Task goal: State how many lines of the listing below contain the word "most". Reply with the number alone.
=-=-=-=-=
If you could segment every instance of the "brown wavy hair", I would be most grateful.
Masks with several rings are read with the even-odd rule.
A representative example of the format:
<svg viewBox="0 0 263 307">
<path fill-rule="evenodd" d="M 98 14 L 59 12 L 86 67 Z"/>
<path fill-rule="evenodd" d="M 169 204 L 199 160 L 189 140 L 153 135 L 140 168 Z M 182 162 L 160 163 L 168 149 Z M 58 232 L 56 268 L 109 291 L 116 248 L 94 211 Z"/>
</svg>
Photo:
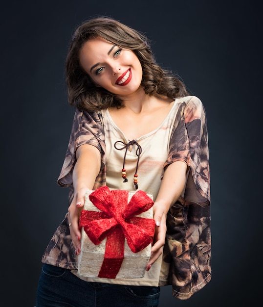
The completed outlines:
<svg viewBox="0 0 263 307">
<path fill-rule="evenodd" d="M 142 67 L 141 85 L 145 94 L 163 95 L 171 98 L 188 96 L 185 86 L 171 72 L 162 69 L 155 62 L 147 38 L 112 18 L 95 18 L 85 22 L 75 30 L 66 59 L 66 83 L 68 102 L 80 110 L 98 111 L 110 106 L 120 107 L 122 101 L 116 95 L 96 86 L 79 63 L 79 53 L 87 41 L 98 36 L 132 50 Z"/>
</svg>

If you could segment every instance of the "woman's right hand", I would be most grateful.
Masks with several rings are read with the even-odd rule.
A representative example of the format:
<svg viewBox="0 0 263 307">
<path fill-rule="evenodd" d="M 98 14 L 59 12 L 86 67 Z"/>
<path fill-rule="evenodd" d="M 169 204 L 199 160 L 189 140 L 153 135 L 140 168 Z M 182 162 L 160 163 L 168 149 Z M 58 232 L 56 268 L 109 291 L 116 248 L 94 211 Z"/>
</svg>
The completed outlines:
<svg viewBox="0 0 263 307">
<path fill-rule="evenodd" d="M 68 207 L 67 219 L 76 255 L 79 255 L 81 248 L 79 217 L 85 203 L 85 193 L 92 189 L 100 171 L 101 155 L 97 148 L 84 144 L 77 150 L 76 157 L 72 175 L 74 197 Z"/>
<path fill-rule="evenodd" d="M 67 219 L 72 242 L 76 255 L 79 255 L 81 248 L 81 232 L 79 228 L 79 217 L 85 202 L 85 193 L 87 189 L 75 191 L 72 201 L 68 208 Z"/>
</svg>

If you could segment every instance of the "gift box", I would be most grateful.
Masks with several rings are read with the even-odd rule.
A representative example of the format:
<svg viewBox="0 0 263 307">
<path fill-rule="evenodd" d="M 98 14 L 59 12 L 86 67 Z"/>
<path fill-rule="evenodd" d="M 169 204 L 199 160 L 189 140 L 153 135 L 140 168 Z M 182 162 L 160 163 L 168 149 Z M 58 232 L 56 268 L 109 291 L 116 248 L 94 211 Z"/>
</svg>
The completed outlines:
<svg viewBox="0 0 263 307">
<path fill-rule="evenodd" d="M 80 217 L 78 274 L 86 277 L 141 278 L 154 233 L 153 196 L 143 191 L 88 191 Z"/>
</svg>

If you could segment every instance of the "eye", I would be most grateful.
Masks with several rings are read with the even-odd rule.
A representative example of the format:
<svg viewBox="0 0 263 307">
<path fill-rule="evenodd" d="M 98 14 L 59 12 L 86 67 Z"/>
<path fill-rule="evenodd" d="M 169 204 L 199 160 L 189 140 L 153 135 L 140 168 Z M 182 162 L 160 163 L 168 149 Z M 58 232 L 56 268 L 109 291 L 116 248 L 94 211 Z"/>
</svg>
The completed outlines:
=-=-=-=-=
Output below: 4